Decide whether each statement agrees with the passage on spinal cord organoids: (a) Matrigel comes from mouse tumors; (b) organoids in the rat brain hydrogel expressed lower levels of spinal cord markers than those in Matrigel; (c) the organoids are derived from human induced pluripotent stem cells. Answer yes or no for each, quoting the deciding words of the passage.

• [Excerpted text]:
########
Oh, the joy of trying to mimic the complexity of the human spinal cord in a petri dish! For years, scientists have been scratching their heads, trying to create in vitro models that do justice to the intricate dance of electrophysiology and anatomy that is the spinal cord. And, let’s be honest, the progress has been more like a two-step than a tango. The current state of affairs? A bit of a mess, with both in vivo and in vitro models for spinal cord diseases still in the “awkward adolescence” phase of development. This makes finding those game-changing therapies a tad difficult.

Enter the shining knight: organoids derived from human induced pluripotent stem cells (hiPSCs). These little blobs of cells are the new hope for in vitro spinal cord disease modeling. But, plot twist, their go-to dance floor, Matrigel, is essentially a gelatinous mix from mouse tumors. Not exactly the ideal environment for human spinal cord cells looking to grow and thrive in a way that resembles their natural habitat.

So, what’s the groundbreaking solution? A rat decellularized brain extracellular matrix hydrogel (DBECMH), of course! Because when you’re trying to study human disease, your first thought is definitely, “Let’s get some rat brain goo.” Surprisingly (or not), this rat brain concoction turns out to be a better party host for the spinal cord organoids than Matrigel. The organoids in this rat-derived gel showed off by expressing higher levels of spinal cord markers, basically saying, “Look at us, we’re more like the real deal.”

The moral of the story? Rat brain goo might just be the VIP ticket for human spinal cord organoids to advance from the kiddie table to the adult’s table in the world of in vitro disease modeling. Who would have thought?
########
• [Data below]:
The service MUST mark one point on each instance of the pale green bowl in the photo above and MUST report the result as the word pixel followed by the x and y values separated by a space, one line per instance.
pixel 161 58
########
• [Exercise output]:
(a) Yes: "Matrigel, is essentially a gelatinous mix from mouse tumors."
(b) No: "The organoids in this rat-derived gel showed off by expressing higher levels of spinal cord markers"
(c) Yes: "organoids derived from human induced pluripotent stem cells (hiPSCs)"